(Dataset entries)
= = = =
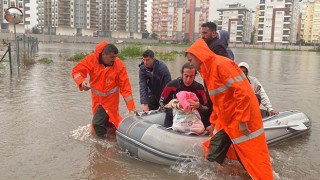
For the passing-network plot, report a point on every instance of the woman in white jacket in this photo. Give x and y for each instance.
(258, 89)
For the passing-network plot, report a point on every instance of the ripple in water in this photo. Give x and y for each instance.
(83, 133)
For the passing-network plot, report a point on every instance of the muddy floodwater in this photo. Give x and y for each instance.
(45, 131)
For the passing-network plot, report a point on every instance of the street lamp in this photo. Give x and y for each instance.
(14, 16)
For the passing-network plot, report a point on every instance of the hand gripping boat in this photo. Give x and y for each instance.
(145, 137)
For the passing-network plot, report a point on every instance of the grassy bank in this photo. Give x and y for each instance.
(132, 51)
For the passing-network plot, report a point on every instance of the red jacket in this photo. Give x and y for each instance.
(106, 83)
(234, 102)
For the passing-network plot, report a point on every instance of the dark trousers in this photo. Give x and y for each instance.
(219, 146)
(100, 122)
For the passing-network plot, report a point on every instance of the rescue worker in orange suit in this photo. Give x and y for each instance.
(236, 112)
(108, 79)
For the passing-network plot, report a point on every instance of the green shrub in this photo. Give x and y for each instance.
(77, 57)
(131, 51)
(167, 56)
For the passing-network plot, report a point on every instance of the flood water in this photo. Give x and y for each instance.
(45, 132)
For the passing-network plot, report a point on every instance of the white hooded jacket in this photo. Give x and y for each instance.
(258, 88)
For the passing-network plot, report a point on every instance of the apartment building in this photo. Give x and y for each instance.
(278, 21)
(310, 23)
(237, 20)
(256, 24)
(67, 17)
(122, 19)
(108, 18)
(24, 6)
(178, 20)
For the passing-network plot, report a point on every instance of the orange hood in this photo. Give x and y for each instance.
(201, 50)
(99, 48)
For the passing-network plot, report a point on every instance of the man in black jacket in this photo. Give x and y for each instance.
(185, 83)
(210, 36)
(153, 77)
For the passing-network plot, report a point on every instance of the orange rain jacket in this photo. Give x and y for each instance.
(234, 102)
(105, 83)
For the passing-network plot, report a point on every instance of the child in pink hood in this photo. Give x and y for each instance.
(186, 119)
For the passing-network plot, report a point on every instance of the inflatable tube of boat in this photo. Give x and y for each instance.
(145, 137)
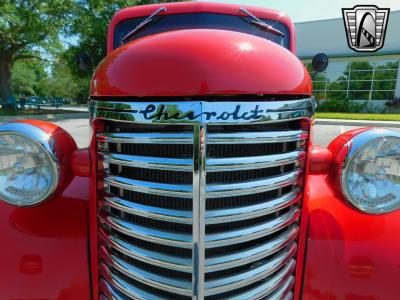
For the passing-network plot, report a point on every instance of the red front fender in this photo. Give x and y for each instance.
(44, 253)
(349, 255)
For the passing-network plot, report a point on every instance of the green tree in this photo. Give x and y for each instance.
(25, 76)
(28, 29)
(91, 20)
(62, 83)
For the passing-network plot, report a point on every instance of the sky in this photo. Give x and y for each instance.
(310, 10)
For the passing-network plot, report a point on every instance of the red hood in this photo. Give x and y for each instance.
(200, 62)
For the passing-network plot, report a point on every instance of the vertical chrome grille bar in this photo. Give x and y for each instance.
(199, 181)
(168, 230)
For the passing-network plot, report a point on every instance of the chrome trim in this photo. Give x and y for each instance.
(199, 211)
(250, 276)
(252, 211)
(252, 187)
(148, 162)
(42, 140)
(192, 112)
(163, 214)
(148, 256)
(257, 137)
(254, 162)
(163, 189)
(123, 286)
(252, 232)
(146, 138)
(354, 147)
(269, 285)
(161, 282)
(270, 262)
(164, 237)
(252, 254)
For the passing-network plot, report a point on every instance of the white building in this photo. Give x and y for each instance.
(352, 75)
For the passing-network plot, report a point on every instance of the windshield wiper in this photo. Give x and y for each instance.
(148, 20)
(260, 24)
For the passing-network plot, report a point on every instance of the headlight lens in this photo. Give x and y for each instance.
(371, 175)
(28, 170)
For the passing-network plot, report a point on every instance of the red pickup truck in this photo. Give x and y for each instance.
(201, 180)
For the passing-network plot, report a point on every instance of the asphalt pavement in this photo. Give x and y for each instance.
(323, 134)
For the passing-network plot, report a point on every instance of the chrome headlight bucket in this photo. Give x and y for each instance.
(30, 170)
(370, 178)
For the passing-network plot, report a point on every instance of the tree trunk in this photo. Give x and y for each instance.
(7, 100)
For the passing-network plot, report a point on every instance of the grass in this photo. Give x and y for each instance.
(35, 112)
(358, 116)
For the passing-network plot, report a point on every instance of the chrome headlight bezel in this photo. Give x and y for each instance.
(43, 141)
(354, 147)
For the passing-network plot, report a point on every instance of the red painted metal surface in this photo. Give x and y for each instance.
(321, 159)
(96, 185)
(200, 62)
(198, 7)
(44, 253)
(350, 255)
(80, 162)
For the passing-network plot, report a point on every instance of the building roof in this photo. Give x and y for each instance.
(329, 36)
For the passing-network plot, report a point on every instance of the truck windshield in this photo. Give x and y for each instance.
(165, 23)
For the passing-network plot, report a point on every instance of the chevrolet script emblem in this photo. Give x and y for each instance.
(365, 27)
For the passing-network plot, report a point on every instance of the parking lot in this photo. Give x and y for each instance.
(323, 134)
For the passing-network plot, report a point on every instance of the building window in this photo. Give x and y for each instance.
(357, 80)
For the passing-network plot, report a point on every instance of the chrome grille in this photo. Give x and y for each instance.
(199, 210)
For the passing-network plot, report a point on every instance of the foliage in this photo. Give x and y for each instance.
(340, 105)
(62, 83)
(358, 116)
(25, 77)
(91, 19)
(53, 31)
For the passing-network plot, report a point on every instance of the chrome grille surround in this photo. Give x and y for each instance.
(164, 239)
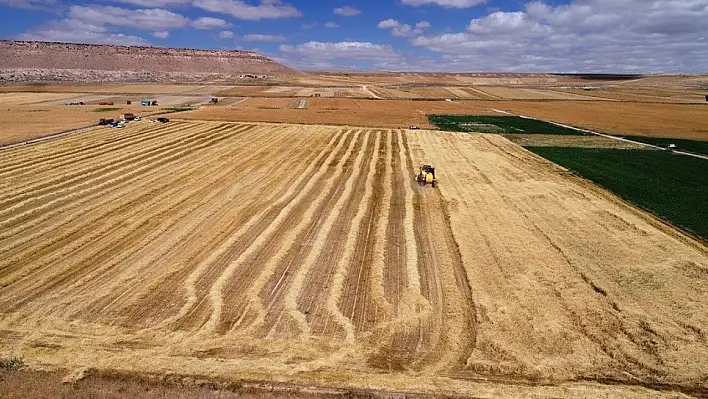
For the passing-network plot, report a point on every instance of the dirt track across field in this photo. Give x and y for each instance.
(307, 254)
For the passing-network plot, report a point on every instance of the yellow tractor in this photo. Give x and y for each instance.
(426, 175)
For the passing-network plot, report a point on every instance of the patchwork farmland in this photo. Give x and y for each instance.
(308, 255)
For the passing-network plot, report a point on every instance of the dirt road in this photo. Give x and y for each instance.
(308, 254)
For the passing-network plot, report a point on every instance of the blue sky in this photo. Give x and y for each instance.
(406, 35)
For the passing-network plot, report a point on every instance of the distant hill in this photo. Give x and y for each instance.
(42, 61)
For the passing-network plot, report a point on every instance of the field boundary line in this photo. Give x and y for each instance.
(616, 138)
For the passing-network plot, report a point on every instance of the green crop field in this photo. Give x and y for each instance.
(498, 125)
(695, 146)
(672, 186)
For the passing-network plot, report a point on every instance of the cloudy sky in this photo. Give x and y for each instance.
(622, 36)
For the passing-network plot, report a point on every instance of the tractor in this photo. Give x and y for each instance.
(426, 175)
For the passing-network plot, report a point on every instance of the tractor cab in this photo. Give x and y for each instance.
(426, 175)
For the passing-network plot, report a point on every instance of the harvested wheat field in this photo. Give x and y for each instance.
(689, 121)
(308, 255)
(344, 111)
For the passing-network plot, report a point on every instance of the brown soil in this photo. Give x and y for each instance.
(689, 121)
(373, 113)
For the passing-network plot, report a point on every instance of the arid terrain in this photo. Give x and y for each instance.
(307, 254)
(276, 241)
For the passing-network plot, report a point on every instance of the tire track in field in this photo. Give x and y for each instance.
(101, 145)
(234, 197)
(378, 280)
(458, 307)
(403, 338)
(320, 281)
(175, 149)
(140, 229)
(44, 181)
(247, 312)
(19, 227)
(71, 145)
(226, 226)
(65, 185)
(340, 216)
(81, 213)
(351, 294)
(318, 258)
(206, 314)
(227, 247)
(94, 214)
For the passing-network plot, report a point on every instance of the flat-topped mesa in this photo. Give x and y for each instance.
(94, 57)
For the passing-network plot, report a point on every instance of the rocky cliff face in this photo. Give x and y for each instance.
(104, 60)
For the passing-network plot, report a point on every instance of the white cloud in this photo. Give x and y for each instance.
(206, 23)
(154, 19)
(92, 34)
(161, 35)
(404, 30)
(227, 34)
(157, 3)
(253, 37)
(445, 3)
(583, 36)
(30, 4)
(347, 11)
(266, 9)
(350, 50)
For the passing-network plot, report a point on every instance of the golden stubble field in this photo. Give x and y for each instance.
(307, 255)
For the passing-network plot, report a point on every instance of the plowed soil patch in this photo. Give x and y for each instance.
(309, 255)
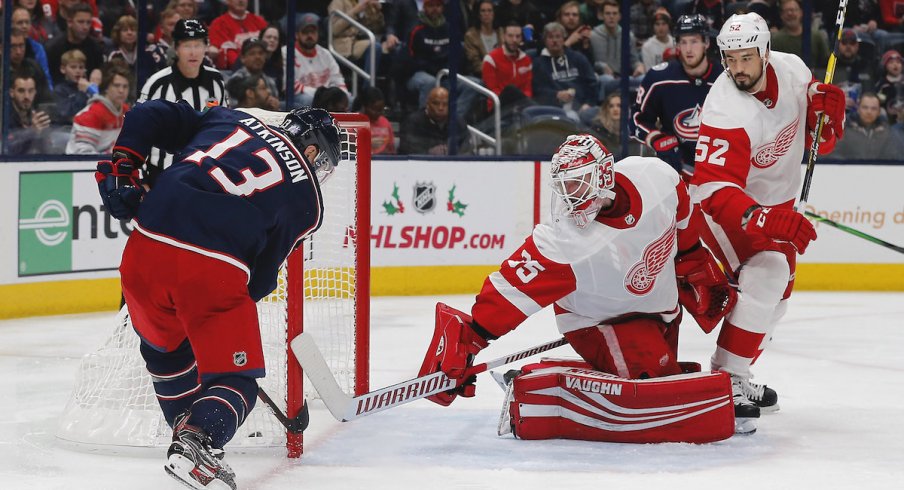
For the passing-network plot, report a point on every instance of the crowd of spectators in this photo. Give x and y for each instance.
(75, 65)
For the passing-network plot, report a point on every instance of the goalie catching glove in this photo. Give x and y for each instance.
(703, 289)
(119, 183)
(455, 343)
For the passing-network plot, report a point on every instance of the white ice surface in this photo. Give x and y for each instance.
(837, 362)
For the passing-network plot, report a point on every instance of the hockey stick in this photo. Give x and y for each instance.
(854, 232)
(296, 425)
(345, 408)
(830, 74)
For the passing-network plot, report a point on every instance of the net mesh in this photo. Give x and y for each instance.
(113, 402)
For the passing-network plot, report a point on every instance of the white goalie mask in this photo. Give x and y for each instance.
(582, 176)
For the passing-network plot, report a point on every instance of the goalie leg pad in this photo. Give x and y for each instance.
(581, 404)
(635, 349)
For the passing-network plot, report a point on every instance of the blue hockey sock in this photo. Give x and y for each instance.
(175, 377)
(223, 406)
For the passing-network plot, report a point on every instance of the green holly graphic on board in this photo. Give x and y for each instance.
(454, 206)
(396, 207)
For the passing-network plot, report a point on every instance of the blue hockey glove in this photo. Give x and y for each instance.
(120, 187)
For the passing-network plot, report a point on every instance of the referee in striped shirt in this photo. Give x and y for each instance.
(186, 79)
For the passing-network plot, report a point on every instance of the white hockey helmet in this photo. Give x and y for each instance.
(582, 176)
(743, 31)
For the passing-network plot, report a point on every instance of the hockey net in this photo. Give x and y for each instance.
(322, 289)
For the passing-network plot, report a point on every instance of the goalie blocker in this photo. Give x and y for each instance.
(567, 399)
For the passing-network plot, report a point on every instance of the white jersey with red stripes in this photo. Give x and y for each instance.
(754, 142)
(621, 264)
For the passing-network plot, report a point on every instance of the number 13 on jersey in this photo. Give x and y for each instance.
(710, 150)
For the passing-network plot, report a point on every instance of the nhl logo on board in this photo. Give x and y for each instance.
(240, 359)
(424, 197)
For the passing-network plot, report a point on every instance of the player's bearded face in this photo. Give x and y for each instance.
(745, 67)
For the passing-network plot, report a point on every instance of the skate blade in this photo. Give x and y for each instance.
(772, 409)
(745, 426)
(179, 467)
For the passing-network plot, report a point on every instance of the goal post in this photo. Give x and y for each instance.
(323, 288)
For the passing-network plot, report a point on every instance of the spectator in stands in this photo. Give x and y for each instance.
(890, 85)
(606, 125)
(273, 39)
(481, 38)
(21, 23)
(789, 39)
(429, 51)
(508, 68)
(125, 41)
(42, 27)
(427, 131)
(26, 126)
(187, 78)
(563, 77)
(164, 33)
(400, 19)
(331, 99)
(249, 91)
(606, 42)
(854, 73)
(72, 93)
(652, 49)
(314, 65)
(96, 127)
(18, 61)
(523, 12)
(254, 55)
(641, 14)
(867, 135)
(187, 9)
(228, 31)
(347, 39)
(371, 103)
(577, 34)
(76, 36)
(592, 13)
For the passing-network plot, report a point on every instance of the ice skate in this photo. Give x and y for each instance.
(192, 461)
(746, 411)
(761, 395)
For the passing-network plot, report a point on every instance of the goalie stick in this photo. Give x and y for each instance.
(345, 407)
(296, 425)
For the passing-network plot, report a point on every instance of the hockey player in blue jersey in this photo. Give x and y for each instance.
(210, 236)
(666, 114)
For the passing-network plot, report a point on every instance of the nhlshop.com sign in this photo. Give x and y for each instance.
(449, 213)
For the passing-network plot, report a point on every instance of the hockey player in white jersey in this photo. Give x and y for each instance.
(755, 126)
(608, 263)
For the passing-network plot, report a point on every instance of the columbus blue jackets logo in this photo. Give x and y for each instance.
(240, 359)
(424, 197)
(687, 123)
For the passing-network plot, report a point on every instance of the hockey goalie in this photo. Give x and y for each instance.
(615, 262)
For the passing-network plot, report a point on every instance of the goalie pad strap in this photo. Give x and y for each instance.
(581, 404)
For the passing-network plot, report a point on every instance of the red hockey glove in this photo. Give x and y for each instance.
(119, 183)
(452, 351)
(829, 100)
(703, 289)
(779, 224)
(662, 142)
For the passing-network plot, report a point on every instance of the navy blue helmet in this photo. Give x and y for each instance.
(307, 126)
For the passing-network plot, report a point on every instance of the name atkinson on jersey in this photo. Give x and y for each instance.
(296, 169)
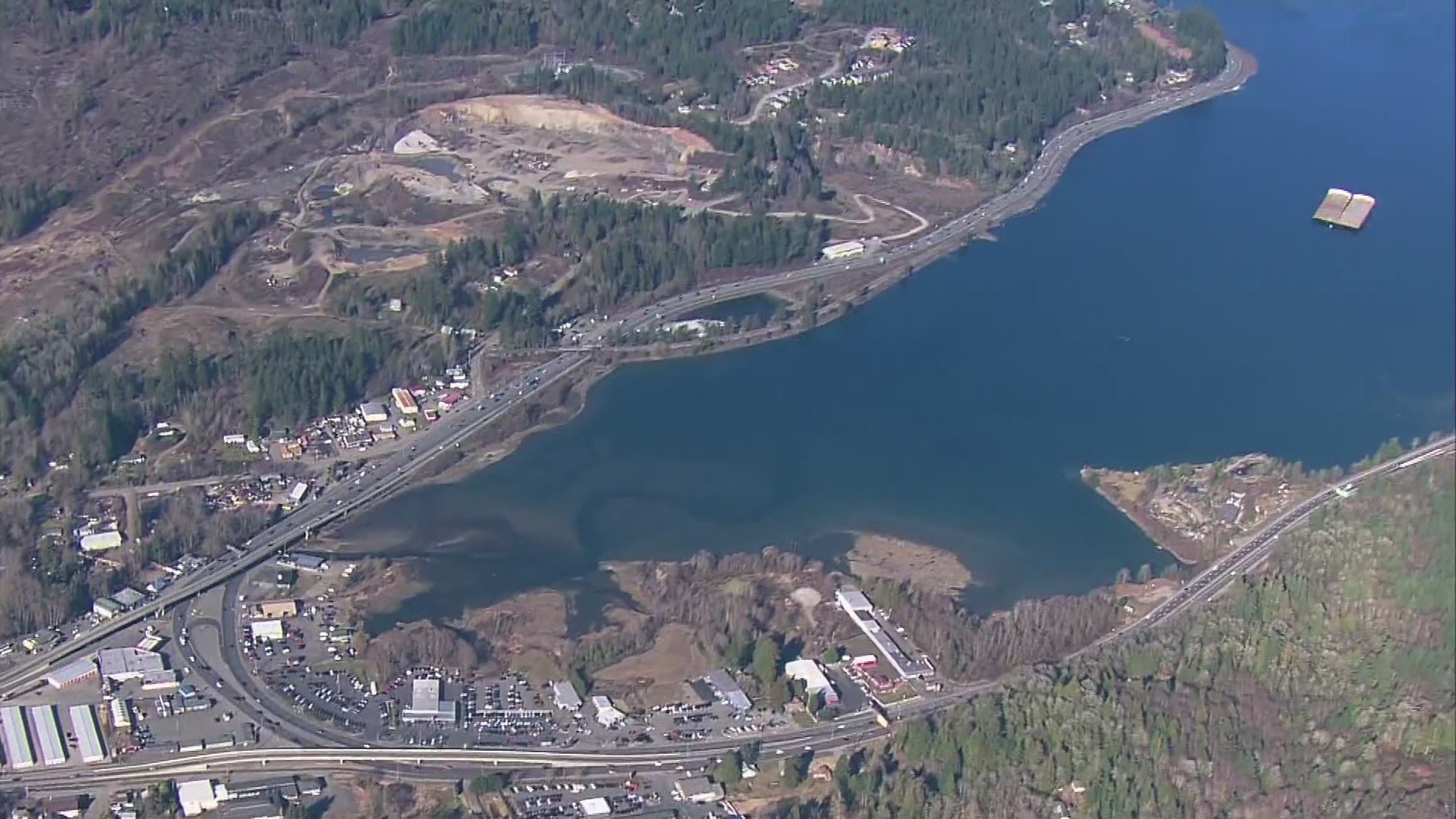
= = = =
TO DO
Where the line with "of the columbus" appears, begin there and transcribe exactly through the last line of the data, leaving all pictures aside.

THE COMPLETED TASK
For the passing-network plot, report a point on every instance of the columbus blue jackets logo in this photo. Give x and y for each instance.
(240, 359)
(424, 197)
(687, 123)
For the passing-network plot, report a point on every instance of the hockey goalie in this photo. Give x and y for each instance.
(615, 262)
For the passing-network plot, report a point on every instance of the goalie pad strap in this photo. Give x and y for each instance.
(581, 404)
For the passing-network plot, report a point on every instance of the red hockey glove in this photo. Give x and y for each instance.
(119, 183)
(452, 351)
(829, 100)
(703, 289)
(779, 224)
(662, 142)
For the passing-network plot, report a point on every instance of the navy blue helmet in this photo. Give x and y for each instance.
(307, 126)
For the passing-network plot, report a point on every instance of the name atkinson on jersey in this photo. Give x and y for each instance.
(296, 169)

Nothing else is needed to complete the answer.